◆ **Records from a dataset**:
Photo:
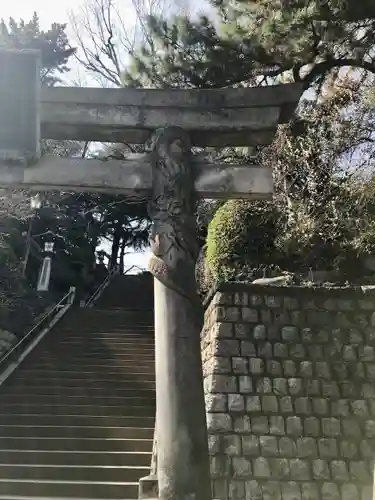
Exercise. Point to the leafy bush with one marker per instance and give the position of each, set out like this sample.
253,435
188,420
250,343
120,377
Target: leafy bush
241,234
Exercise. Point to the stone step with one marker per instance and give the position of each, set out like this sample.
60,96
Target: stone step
92,357
89,366
88,410
76,431
128,383
34,419
76,374
94,473
69,489
73,444
76,458
70,400
88,391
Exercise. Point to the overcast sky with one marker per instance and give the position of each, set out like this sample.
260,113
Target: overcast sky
49,11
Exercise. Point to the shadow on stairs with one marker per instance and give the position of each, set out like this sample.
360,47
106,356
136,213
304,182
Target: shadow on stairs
77,416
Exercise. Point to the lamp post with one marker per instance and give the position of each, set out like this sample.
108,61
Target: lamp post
45,272
35,204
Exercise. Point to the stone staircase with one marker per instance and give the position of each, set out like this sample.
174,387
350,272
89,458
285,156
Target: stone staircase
77,417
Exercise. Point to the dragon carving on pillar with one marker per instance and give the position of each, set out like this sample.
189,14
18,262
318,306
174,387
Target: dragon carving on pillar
173,240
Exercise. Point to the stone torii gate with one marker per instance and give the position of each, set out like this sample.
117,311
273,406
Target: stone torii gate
171,122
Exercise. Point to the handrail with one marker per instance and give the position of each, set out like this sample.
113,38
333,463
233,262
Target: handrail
112,272
60,308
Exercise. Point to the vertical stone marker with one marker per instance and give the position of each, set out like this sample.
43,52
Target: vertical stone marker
19,106
171,178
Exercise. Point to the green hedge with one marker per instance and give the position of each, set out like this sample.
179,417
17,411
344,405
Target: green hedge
241,234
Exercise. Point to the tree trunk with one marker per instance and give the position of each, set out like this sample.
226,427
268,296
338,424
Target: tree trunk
122,255
115,245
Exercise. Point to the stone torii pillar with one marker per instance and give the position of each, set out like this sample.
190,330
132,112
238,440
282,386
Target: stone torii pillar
182,454
171,178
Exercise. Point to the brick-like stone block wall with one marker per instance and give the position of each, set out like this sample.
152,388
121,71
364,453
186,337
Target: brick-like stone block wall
289,376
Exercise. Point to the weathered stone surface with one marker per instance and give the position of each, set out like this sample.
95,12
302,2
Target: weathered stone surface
295,386
268,446
250,445
236,403
291,491
253,490
290,369
310,491
280,468
321,470
339,470
287,447
231,444
264,385
260,332
216,402
227,347
240,365
305,406
320,406
294,426
241,298
306,447
271,490
222,330
359,471
241,331
247,348
220,466
261,468
286,405
350,492
306,369
331,427
259,425
220,383
241,424
253,404
236,490
360,408
249,315
290,334
219,422
280,386
245,384
302,406
312,426
348,449
328,448
330,491
277,425
269,404
273,368
300,469
256,366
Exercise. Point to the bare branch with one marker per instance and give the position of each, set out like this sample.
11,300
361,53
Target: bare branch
106,39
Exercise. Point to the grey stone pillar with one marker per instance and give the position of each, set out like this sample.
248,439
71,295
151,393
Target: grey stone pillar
182,448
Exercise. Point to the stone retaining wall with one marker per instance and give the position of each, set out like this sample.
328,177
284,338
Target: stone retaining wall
289,378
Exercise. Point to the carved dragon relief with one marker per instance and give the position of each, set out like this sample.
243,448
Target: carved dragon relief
173,240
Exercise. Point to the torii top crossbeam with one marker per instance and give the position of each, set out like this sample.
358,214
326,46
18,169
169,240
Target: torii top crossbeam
217,117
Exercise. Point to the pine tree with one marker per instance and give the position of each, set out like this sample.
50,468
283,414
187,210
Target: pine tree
258,41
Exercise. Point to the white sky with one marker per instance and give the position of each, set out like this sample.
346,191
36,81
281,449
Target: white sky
48,11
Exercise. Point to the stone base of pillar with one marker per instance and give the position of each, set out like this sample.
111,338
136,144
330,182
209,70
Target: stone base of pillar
148,488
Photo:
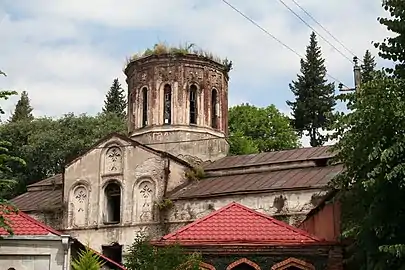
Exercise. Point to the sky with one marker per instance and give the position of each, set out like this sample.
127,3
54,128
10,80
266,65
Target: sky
66,53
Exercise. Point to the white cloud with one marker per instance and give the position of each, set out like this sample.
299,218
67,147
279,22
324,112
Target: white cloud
59,51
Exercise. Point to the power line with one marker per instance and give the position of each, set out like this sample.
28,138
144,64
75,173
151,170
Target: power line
274,37
316,32
326,30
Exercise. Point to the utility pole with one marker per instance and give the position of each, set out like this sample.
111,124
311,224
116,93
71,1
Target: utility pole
357,77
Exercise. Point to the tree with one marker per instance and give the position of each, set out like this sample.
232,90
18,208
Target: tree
47,144
115,100
372,150
6,173
368,67
142,255
23,109
87,260
256,129
314,102
393,48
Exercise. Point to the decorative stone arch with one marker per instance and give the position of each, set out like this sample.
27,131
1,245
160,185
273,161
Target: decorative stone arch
243,260
206,266
112,158
110,202
143,195
293,262
79,203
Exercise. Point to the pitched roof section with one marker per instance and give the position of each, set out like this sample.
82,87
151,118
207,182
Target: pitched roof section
299,154
300,178
237,224
39,199
22,224
53,180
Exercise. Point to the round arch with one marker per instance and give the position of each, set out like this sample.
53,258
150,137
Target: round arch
241,261
293,262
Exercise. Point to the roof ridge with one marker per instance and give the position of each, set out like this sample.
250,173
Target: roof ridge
36,222
280,223
198,221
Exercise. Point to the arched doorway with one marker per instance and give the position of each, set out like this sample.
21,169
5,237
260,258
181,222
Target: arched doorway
293,264
243,264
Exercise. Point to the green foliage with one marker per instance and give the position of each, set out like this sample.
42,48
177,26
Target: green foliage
314,102
368,67
195,173
87,260
239,144
144,256
47,144
115,100
23,109
7,160
254,129
163,48
393,47
372,149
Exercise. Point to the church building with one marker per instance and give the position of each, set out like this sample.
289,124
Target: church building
173,167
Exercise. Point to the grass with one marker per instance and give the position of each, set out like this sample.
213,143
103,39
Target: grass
163,48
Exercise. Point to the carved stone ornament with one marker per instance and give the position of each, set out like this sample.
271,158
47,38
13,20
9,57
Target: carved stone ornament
194,74
113,160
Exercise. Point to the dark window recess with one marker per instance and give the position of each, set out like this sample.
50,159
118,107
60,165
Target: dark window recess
243,266
113,203
193,104
144,107
113,252
214,112
167,112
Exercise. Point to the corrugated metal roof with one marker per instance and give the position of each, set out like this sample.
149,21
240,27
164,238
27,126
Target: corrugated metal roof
307,153
315,177
53,180
236,223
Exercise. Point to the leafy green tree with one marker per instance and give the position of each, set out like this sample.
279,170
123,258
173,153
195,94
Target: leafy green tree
23,109
368,67
255,129
142,255
372,150
239,144
6,173
47,144
314,102
115,101
87,260
393,47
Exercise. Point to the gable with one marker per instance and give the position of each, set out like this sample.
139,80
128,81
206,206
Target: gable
237,224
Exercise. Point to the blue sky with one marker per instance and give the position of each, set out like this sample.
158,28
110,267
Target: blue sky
66,53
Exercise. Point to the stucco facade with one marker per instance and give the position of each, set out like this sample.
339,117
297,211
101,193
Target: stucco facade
172,169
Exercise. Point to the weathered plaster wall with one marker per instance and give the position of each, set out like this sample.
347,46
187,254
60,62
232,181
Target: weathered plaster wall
31,254
180,73
142,177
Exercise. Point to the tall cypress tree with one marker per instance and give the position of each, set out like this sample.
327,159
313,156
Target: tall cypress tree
393,47
115,100
368,67
314,102
23,109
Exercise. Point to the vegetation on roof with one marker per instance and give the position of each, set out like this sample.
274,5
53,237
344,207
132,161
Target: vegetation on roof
163,48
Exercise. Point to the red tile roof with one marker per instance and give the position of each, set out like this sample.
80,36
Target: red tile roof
22,224
237,224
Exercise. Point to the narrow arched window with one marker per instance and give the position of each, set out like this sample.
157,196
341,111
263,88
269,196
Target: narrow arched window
193,104
113,203
214,111
167,109
144,107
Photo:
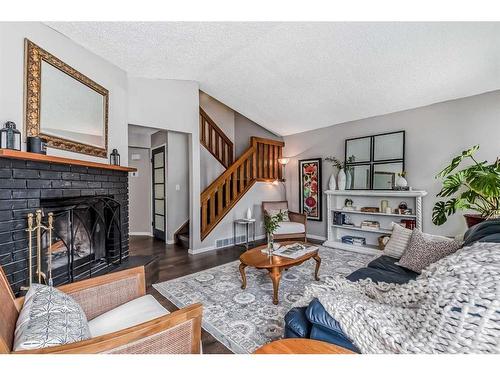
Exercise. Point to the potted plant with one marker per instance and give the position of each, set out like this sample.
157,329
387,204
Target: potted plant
271,223
342,177
476,187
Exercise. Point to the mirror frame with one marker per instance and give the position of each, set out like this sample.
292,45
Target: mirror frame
34,55
372,162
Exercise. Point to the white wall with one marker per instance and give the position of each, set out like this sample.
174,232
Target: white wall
139,187
177,176
111,77
434,135
172,105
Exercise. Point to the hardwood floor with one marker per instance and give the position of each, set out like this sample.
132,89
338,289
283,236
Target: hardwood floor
174,262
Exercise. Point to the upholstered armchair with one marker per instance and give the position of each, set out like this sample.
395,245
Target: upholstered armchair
119,301
295,229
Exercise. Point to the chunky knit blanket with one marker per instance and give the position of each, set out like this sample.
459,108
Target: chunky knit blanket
452,307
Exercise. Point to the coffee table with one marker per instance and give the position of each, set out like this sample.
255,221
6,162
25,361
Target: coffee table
274,264
301,346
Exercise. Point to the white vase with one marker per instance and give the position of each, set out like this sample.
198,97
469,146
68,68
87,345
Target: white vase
332,182
401,182
341,179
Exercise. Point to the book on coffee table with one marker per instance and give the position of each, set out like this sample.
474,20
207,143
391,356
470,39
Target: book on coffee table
294,251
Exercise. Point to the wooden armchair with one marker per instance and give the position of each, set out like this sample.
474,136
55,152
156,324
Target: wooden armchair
295,229
175,333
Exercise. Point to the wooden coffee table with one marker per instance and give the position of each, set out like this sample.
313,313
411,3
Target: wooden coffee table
301,346
274,264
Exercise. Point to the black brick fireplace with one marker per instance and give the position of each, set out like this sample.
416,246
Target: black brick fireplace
26,186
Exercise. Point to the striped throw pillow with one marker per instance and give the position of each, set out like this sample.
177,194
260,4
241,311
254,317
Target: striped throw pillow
398,242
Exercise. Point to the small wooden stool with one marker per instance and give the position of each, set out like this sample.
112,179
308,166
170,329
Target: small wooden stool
301,346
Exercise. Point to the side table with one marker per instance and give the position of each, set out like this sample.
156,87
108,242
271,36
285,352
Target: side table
247,224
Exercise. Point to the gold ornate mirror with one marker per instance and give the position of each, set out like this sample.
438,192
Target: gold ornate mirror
64,108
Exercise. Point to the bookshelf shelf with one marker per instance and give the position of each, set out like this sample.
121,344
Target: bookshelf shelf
368,198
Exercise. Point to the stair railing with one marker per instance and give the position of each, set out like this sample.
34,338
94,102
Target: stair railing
215,141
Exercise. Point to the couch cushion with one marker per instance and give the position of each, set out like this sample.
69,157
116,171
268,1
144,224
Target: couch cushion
378,275
386,263
290,227
49,317
398,242
135,312
487,231
326,328
425,249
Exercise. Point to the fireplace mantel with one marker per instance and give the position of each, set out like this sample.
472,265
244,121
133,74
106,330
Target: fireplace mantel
21,155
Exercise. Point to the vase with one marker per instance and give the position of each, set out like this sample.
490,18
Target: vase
341,179
332,182
401,182
270,244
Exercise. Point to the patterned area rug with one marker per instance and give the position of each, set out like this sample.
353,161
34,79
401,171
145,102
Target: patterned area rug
244,320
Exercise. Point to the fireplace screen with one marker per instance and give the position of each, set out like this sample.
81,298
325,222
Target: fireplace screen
86,237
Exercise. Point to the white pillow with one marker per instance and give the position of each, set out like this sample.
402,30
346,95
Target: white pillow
49,317
284,211
400,238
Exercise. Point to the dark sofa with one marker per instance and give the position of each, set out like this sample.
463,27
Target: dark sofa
314,322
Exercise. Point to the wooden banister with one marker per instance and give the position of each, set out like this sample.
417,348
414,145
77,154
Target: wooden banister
258,163
215,141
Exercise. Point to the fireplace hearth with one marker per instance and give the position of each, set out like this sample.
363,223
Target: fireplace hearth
86,238
96,198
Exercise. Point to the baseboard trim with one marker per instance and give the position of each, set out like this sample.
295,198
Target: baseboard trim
316,237
212,248
141,234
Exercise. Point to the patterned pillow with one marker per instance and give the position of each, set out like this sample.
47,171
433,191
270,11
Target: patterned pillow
398,243
284,211
49,317
425,249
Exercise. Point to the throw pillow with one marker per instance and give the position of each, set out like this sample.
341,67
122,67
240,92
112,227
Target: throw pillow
425,249
400,238
284,211
49,317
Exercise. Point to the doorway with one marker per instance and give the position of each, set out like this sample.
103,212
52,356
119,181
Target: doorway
158,183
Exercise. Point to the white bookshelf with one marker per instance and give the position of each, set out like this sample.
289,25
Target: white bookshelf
368,198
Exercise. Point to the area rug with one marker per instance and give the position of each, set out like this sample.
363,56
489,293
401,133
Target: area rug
244,320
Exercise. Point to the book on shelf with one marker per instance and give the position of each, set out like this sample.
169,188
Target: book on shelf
370,224
295,250
354,240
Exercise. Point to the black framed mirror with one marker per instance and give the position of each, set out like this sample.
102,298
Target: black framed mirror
374,162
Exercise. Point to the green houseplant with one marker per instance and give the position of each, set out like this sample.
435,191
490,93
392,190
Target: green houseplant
271,223
475,187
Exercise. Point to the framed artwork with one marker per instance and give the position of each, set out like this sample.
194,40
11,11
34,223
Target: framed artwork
310,188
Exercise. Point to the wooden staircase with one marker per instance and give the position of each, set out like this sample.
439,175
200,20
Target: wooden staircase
215,141
258,163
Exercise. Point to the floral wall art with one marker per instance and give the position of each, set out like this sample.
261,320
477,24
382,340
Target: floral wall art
310,188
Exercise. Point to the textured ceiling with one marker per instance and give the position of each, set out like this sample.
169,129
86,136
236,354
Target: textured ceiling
293,77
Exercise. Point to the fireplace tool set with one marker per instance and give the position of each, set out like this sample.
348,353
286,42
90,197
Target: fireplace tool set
40,275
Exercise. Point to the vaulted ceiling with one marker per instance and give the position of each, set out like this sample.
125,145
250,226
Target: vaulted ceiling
293,77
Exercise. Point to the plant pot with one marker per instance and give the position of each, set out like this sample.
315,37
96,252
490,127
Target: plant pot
341,180
473,219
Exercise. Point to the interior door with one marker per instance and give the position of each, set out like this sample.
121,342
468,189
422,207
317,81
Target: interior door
158,174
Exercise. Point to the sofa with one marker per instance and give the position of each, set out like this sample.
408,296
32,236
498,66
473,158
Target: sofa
314,322
123,319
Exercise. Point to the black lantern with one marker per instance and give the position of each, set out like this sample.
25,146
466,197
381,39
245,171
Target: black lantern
10,137
114,157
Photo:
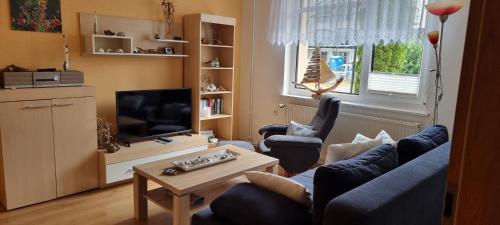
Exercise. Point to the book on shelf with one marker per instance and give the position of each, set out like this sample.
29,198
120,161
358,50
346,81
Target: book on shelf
216,105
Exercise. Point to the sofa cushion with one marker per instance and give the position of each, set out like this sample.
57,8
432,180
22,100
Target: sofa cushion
306,179
415,145
248,204
337,178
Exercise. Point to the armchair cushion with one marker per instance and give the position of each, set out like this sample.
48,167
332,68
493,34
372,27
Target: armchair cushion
340,177
248,204
297,129
415,145
284,141
273,128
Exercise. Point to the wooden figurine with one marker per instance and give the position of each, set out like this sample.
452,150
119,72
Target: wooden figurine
318,72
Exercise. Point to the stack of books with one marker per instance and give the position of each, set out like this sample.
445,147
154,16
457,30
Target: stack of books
216,105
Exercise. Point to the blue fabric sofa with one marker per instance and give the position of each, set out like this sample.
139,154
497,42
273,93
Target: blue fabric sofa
410,194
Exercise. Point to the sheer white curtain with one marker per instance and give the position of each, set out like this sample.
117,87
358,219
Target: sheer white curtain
335,22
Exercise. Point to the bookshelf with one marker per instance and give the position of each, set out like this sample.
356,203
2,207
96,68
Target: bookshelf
203,26
138,33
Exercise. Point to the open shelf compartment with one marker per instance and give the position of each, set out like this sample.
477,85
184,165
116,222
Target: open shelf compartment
163,198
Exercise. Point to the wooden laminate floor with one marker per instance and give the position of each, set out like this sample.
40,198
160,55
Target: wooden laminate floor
110,206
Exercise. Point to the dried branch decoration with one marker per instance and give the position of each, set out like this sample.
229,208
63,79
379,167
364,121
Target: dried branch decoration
168,13
104,136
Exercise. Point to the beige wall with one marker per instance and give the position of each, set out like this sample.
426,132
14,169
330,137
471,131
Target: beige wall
109,74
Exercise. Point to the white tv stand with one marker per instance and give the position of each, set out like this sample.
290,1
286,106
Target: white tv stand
116,167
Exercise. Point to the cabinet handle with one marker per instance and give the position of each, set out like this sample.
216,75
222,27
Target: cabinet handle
36,106
63,104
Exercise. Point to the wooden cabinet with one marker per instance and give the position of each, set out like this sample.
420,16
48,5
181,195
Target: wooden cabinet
28,152
75,144
48,147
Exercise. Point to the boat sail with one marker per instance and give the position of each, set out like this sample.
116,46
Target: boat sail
318,72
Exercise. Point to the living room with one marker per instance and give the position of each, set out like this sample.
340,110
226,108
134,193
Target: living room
214,112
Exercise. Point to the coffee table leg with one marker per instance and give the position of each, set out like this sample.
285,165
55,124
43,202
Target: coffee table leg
181,210
272,169
140,202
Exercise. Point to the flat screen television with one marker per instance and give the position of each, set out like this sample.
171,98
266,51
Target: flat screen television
149,114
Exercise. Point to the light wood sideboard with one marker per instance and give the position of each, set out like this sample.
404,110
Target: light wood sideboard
117,167
48,144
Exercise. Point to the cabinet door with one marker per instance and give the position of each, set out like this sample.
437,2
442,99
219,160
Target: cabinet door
28,152
75,141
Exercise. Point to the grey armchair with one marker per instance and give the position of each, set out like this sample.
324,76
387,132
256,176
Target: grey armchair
298,154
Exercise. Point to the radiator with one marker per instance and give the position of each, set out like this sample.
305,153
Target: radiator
348,125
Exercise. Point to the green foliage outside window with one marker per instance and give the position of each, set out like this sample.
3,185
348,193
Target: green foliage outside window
357,69
394,57
397,57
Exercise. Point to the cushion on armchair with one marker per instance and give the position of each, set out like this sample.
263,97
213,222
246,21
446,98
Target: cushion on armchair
248,204
337,178
297,129
415,145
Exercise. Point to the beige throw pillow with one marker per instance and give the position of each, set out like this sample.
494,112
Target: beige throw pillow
338,152
281,185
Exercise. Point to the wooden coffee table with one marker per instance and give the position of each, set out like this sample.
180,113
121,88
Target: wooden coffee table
209,182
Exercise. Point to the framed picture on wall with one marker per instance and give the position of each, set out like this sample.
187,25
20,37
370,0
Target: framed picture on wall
170,51
36,15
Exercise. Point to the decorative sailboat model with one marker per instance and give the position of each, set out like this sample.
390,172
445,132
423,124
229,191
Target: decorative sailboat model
318,72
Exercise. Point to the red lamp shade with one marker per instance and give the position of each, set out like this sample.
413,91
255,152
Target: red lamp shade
444,8
433,37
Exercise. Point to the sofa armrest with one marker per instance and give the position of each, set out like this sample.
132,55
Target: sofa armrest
276,129
411,194
284,141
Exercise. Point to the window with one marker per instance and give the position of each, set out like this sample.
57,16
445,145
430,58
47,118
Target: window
340,59
378,69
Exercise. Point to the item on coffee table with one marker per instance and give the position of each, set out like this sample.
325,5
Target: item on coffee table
171,171
206,160
109,33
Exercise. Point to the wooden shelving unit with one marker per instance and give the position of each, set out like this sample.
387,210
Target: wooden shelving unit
163,198
138,34
196,27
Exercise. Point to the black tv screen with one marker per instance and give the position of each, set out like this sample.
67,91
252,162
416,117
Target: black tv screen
149,114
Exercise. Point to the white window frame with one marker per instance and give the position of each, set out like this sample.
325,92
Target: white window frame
367,97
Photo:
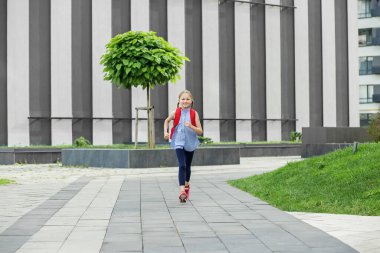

◆ **GOAL**: Can you filter the items above down to every line that contains the string "foliage" and copy each of those lines? Case counts.

◆ **CORRECT RESULT**:
Exercise. Point to the green foliage with one marker per instance and give the position of each, set out like this sample.
Target: green foliage
Exercise. Point to the green foliage outside window with one marker per instance and give the position of each, set out like this sample.
Target: green foliage outside window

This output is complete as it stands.